Gather every line of the entries below that contains the word "garden", and reproduce each such line in full.

▶ TASK MATERIAL:

------------------------------------------------------------------------

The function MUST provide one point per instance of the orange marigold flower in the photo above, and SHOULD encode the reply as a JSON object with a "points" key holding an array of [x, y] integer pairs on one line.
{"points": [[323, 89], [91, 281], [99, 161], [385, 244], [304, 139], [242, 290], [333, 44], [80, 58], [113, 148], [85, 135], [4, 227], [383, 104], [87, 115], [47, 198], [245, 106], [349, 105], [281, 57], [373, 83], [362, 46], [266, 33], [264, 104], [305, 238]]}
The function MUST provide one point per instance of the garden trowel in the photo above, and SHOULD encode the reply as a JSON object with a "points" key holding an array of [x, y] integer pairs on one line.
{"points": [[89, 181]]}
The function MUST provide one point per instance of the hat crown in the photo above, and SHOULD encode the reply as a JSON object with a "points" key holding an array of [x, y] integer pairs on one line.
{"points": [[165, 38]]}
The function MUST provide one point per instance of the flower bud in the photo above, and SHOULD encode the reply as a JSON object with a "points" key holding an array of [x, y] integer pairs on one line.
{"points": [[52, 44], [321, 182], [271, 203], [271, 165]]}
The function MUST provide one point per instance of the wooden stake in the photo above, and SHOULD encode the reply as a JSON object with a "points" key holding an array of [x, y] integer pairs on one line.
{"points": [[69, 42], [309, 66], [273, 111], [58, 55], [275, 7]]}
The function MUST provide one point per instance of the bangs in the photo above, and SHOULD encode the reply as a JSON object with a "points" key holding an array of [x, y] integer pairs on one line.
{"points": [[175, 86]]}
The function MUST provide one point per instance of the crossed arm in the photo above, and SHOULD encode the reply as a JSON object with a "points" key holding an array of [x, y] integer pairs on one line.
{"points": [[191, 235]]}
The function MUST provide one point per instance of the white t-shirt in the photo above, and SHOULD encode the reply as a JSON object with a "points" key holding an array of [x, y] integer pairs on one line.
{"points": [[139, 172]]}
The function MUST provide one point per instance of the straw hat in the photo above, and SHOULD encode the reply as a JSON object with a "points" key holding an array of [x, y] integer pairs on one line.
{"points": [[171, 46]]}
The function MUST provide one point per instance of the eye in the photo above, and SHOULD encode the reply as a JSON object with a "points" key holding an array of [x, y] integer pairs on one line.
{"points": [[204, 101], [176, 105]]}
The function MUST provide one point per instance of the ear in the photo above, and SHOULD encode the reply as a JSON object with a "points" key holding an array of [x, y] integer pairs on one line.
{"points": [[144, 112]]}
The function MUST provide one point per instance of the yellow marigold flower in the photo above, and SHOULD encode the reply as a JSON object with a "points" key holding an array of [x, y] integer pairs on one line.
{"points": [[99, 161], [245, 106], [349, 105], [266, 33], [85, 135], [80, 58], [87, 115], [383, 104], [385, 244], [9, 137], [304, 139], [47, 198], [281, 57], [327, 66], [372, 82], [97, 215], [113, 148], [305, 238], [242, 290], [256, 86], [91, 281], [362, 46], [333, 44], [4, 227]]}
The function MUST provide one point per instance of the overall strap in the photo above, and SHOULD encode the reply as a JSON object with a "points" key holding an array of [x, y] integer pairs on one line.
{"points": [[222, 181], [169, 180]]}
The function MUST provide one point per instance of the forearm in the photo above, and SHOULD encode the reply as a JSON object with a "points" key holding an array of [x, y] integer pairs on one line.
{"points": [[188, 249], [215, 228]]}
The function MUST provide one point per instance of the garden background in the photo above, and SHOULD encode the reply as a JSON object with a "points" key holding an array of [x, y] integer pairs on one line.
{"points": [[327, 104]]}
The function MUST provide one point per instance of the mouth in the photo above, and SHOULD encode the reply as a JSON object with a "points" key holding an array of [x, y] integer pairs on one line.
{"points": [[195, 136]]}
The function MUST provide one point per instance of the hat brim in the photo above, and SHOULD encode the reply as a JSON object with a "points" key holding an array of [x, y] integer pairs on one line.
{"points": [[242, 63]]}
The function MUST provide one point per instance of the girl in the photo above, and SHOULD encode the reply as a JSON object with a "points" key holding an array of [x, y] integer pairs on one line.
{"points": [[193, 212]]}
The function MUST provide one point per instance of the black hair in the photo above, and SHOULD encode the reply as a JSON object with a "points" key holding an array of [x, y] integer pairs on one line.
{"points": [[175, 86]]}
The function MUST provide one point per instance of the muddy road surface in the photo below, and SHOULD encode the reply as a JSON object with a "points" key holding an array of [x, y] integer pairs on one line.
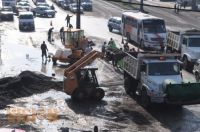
{"points": [[41, 105]]}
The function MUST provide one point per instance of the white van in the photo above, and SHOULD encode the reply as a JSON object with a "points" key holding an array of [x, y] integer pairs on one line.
{"points": [[26, 21]]}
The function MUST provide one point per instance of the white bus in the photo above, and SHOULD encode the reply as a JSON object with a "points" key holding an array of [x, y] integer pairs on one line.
{"points": [[8, 3], [146, 30]]}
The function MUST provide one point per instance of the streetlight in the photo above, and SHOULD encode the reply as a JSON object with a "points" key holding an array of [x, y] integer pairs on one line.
{"points": [[78, 15]]}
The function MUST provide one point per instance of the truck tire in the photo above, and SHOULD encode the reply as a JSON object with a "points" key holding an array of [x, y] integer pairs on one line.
{"points": [[187, 65], [128, 37], [110, 28], [142, 46], [98, 94], [78, 95], [130, 84], [144, 99]]}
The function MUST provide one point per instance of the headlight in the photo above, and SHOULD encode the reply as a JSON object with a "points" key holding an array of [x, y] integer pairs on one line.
{"points": [[145, 37]]}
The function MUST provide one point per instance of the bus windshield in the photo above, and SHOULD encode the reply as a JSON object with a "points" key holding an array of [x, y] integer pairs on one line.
{"points": [[163, 68], [154, 26], [194, 42]]}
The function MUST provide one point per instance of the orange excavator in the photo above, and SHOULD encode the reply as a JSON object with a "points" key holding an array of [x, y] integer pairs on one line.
{"points": [[74, 43], [80, 81]]}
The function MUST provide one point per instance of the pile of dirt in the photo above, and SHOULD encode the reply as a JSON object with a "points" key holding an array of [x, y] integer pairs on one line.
{"points": [[25, 84]]}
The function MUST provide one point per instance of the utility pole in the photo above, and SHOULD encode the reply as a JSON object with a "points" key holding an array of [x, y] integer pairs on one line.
{"points": [[78, 15], [141, 6]]}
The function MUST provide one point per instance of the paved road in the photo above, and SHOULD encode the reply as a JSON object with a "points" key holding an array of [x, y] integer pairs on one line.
{"points": [[117, 112]]}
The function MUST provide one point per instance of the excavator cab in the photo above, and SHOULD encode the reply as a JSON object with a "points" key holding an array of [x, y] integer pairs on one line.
{"points": [[73, 37], [80, 81], [75, 44]]}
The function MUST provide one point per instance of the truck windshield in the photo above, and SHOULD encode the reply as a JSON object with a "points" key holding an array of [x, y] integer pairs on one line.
{"points": [[163, 68], [154, 26], [194, 42], [26, 17]]}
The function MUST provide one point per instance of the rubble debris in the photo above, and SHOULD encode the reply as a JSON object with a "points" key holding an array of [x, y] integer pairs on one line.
{"points": [[25, 84]]}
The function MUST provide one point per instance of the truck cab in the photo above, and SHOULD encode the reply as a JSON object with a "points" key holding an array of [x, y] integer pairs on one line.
{"points": [[190, 49], [156, 73], [26, 21]]}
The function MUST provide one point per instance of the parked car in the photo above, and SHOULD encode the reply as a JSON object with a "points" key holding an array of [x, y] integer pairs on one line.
{"points": [[6, 13], [42, 4], [73, 8], [58, 2], [87, 5], [22, 6], [45, 11], [114, 23], [26, 21]]}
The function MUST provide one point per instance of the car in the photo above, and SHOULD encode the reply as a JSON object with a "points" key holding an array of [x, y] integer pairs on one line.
{"points": [[26, 21], [6, 13], [114, 23], [73, 8], [42, 4], [87, 5], [22, 6], [45, 11]]}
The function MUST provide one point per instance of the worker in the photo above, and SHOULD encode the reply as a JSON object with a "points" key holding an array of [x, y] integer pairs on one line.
{"points": [[70, 25], [103, 49], [126, 47], [68, 19], [62, 34], [44, 50], [96, 129], [50, 34], [111, 44]]}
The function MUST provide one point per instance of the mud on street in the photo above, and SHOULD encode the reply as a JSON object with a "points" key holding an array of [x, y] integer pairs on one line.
{"points": [[32, 100]]}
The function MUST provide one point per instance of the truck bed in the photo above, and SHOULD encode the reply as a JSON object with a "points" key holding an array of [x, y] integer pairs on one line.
{"points": [[173, 39]]}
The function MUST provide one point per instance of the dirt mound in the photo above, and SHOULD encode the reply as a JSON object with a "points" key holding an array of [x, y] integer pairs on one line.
{"points": [[25, 84]]}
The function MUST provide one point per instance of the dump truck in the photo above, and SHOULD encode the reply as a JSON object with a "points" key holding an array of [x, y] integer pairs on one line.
{"points": [[187, 43], [75, 45], [80, 81], [157, 78]]}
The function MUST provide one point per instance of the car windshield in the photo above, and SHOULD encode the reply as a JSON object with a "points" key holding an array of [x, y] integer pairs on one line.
{"points": [[194, 42], [163, 68], [154, 26], [23, 4], [7, 9], [26, 17]]}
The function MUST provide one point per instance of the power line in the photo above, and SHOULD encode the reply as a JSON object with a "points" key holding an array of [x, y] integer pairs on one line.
{"points": [[134, 3]]}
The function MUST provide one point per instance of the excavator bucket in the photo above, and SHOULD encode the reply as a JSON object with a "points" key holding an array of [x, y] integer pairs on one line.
{"points": [[186, 93]]}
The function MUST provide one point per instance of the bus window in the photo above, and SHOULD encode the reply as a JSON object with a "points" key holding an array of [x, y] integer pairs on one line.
{"points": [[154, 26]]}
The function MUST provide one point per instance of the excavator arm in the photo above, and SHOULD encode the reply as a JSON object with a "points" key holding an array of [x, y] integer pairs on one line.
{"points": [[71, 81]]}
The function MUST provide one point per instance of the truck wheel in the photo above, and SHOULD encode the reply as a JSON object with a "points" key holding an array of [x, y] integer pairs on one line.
{"points": [[145, 100], [127, 83], [142, 46], [98, 94], [128, 37], [110, 28], [185, 63], [197, 77], [78, 95]]}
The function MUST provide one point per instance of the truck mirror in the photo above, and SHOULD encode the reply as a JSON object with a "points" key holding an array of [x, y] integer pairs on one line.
{"points": [[143, 68]]}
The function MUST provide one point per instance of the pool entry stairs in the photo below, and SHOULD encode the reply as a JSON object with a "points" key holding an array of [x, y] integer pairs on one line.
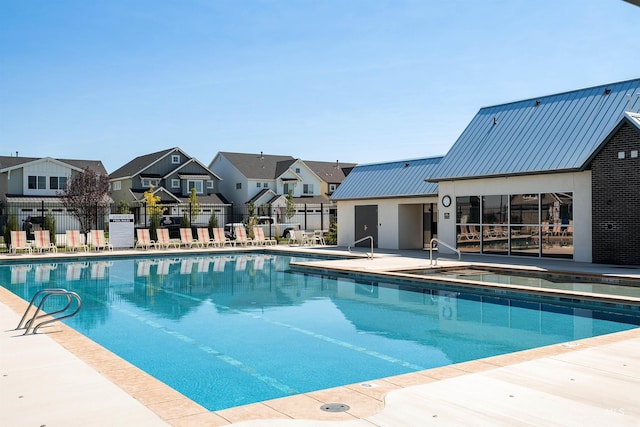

------------------------------------------------------------------------

▶ WORKED SOLUTION:
The function MUST provide one point per instance of the garden trowel in the photo above, and SHOULD encode the reply as a JSON object with a "points" key holding an array of [x, y] integer pairs on one line.
The function MUST provide one point per instance of the garden background in the photo above, and SHOULD encode the reply as a JSON object with a "points" key holding an array of [x, y] integer pairs on one line.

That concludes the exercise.